Everything in the records must appear again exactly, except the images.
>>>>
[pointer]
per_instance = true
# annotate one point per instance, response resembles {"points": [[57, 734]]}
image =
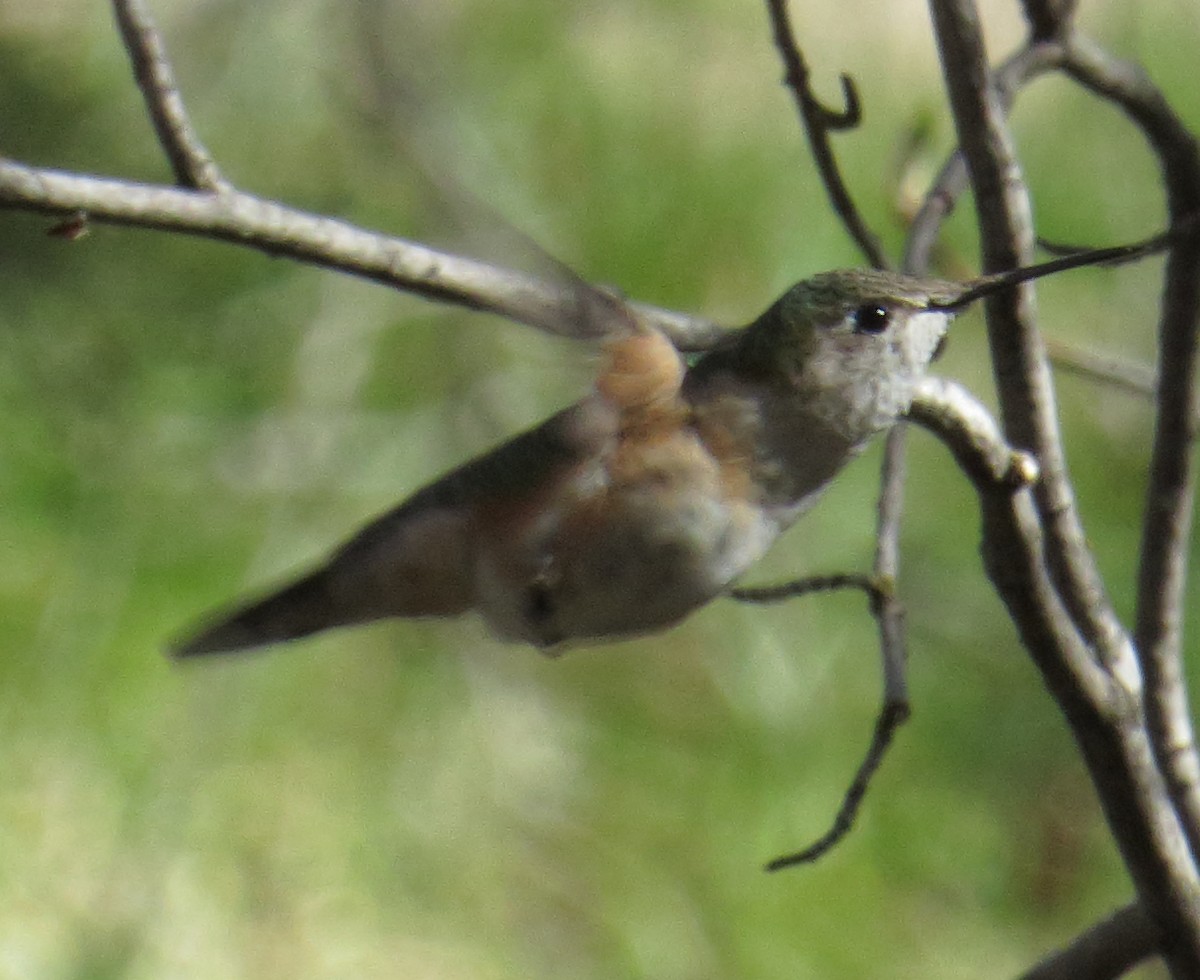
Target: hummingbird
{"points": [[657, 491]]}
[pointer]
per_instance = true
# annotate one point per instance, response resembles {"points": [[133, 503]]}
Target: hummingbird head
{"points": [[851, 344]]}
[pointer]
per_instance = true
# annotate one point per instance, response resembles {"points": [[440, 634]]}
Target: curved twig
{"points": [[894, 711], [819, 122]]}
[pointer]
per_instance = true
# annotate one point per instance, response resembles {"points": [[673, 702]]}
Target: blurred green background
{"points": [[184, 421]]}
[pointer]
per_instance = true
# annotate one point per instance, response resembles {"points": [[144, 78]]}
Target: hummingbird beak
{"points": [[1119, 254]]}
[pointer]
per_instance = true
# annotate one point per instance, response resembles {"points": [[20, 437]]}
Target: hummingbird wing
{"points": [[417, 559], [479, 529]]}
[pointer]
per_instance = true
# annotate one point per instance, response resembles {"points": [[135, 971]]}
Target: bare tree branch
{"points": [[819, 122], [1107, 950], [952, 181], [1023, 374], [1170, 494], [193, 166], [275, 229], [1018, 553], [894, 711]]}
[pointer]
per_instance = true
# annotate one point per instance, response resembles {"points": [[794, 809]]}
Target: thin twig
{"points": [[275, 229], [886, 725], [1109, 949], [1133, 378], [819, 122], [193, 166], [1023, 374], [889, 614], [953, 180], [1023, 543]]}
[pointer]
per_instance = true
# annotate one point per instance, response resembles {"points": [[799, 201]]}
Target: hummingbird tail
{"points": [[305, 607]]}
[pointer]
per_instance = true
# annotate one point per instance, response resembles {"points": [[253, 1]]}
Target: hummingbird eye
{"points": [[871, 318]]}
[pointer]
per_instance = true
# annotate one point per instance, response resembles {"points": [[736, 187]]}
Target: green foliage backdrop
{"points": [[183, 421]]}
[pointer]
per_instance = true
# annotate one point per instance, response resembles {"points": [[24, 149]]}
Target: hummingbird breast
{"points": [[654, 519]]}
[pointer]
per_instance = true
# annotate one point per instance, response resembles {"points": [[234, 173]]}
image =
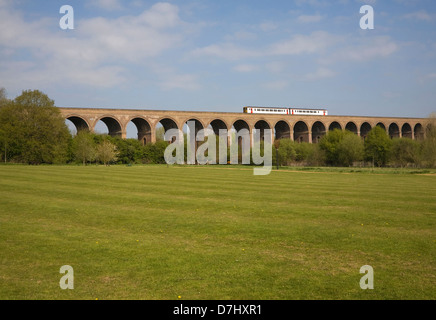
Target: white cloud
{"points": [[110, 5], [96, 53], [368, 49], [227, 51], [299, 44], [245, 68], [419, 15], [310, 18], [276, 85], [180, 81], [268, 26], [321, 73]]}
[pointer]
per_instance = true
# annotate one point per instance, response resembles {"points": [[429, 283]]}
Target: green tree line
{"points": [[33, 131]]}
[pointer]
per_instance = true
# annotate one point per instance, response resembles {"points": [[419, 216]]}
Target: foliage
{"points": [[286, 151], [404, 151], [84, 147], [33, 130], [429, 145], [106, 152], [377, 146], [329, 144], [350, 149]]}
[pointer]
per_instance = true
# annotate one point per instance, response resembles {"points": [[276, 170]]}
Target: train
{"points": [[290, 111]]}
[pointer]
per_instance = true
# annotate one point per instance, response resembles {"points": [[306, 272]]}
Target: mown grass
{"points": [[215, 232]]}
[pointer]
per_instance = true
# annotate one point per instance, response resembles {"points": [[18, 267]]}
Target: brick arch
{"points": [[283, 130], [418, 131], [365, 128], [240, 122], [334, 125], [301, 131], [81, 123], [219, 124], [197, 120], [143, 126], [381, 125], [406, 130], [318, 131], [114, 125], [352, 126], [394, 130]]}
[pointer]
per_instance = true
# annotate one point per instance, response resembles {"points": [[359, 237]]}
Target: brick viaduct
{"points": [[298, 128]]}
<<<<
> _Answer_
[pointer]
per_instance = true
# annotate one point per instance, response resembles {"points": [[57, 734]]}
image =
Target: hummingbird
{"points": [[657, 491]]}
[pointer]
per_instance = true
# annotate one point per instance, response resembles {"points": [[133, 503]]}
Target: hummingbird head
{"points": [[851, 344]]}
[pointer]
per_instance = true
# annotate one point per instance, response resembles {"points": [[440, 634]]}
Target: curved twig
{"points": [[894, 711], [819, 122]]}
[pointer]
per_instance = true
# annotate one point per instance, response resembles {"points": [[673, 702]]}
Target: blurred green background
{"points": [[184, 421]]}
[pointer]
per_instance = true
# annotate one point per instance, response resembles {"points": [[144, 78]]}
Target: hummingbird beak
{"points": [[1119, 254]]}
[pointer]
per_instance = true
# annotate one point per instance, response resembles {"points": [[20, 437]]}
Target: hummingbird wing
{"points": [[417, 559], [479, 529]]}
[pointer]
per_instance = true
# annotate one point per instance, response resembles {"points": [[135, 971]]}
Target: bare tree branch
{"points": [[819, 122], [1107, 950], [952, 181], [1023, 374], [1170, 494], [193, 166], [275, 229], [1018, 553], [894, 711]]}
[pointer]
per_instance = true
# annotate one point per instance, response resembles {"points": [[794, 809]]}
Target: thin twig
{"points": [[275, 229], [886, 725], [1109, 949], [1133, 378], [819, 122], [193, 166], [1023, 374], [889, 614], [953, 180], [1023, 543]]}
[pointer]
per_instance = true
# annotate one point per instance, response resembles {"points": [[799, 201]]}
Target: hummingbird tail
{"points": [[305, 607]]}
[pointer]
per_instance = true
# annotate one point per instance, response resembles {"points": [[253, 1]]}
Target: hummingbird eye
{"points": [[871, 318]]}
[pointer]
per_instance = true
# annotate one point per instance, response resembles {"points": [[736, 187]]}
Target: green foliage backdrop
{"points": [[183, 421]]}
[pointer]
per_instance = true
# annotate one point per instance, response resembles {"points": [[24, 149]]}
Target: hummingbird breast
{"points": [[654, 519]]}
[pointer]
per_instance = true
# annotate one point per instance, response resembles {"points": [[234, 173]]}
image =
Target: white cloud
{"points": [[110, 5], [96, 53], [368, 49], [227, 51], [299, 44], [245, 68], [419, 15], [310, 18], [276, 85], [180, 81], [268, 26], [321, 73]]}
[pointer]
per_instance = true
# annotate one point per instance, response resembles {"points": [[429, 283]]}
Target: green tree line
{"points": [[33, 131]]}
[pointer]
per_instance = true
# annotate one point per instance, response resembles {"points": [[419, 216]]}
Target: foliage
{"points": [[286, 151], [404, 151], [84, 147], [33, 130], [429, 145], [106, 152], [377, 146], [329, 144], [350, 149]]}
[pointer]
per_instance = true
# annotate one point per instance, response resembles {"points": [[276, 170]]}
Target: train
{"points": [[290, 111]]}
[pointer]
per_instance = true
# annotate one point per instance, response resembles {"points": [[306, 272]]}
Target: mown grass
{"points": [[215, 232]]}
[pointer]
per_instance = true
# annotate one point per instance, response resembles {"points": [[18, 267]]}
Target: brick arch
{"points": [[283, 130], [418, 131], [365, 128], [240, 122], [334, 125], [301, 131], [81, 123], [219, 124], [197, 120], [143, 126], [381, 125], [406, 130], [318, 131], [114, 125], [352, 126], [394, 130]]}
[pointer]
per_instance = true
# annotate one point per instance, response resembles {"points": [[359, 237]]}
Target: brick viaduct
{"points": [[298, 128]]}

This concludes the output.